Task to carry out:
Copy each of the lines below word for word, omitting the pictures from your answer.

Some lines
____________

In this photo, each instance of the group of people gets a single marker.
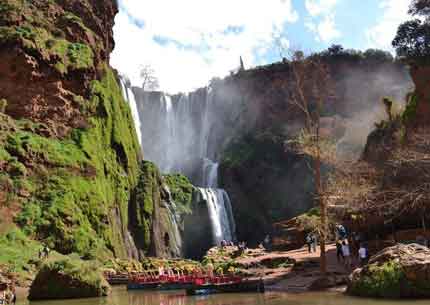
(44, 252)
(311, 242)
(349, 248)
(7, 294)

____________

Correct output:
In this photo, each instance of the group of people gets a single marker.
(44, 252)
(311, 242)
(349, 248)
(7, 294)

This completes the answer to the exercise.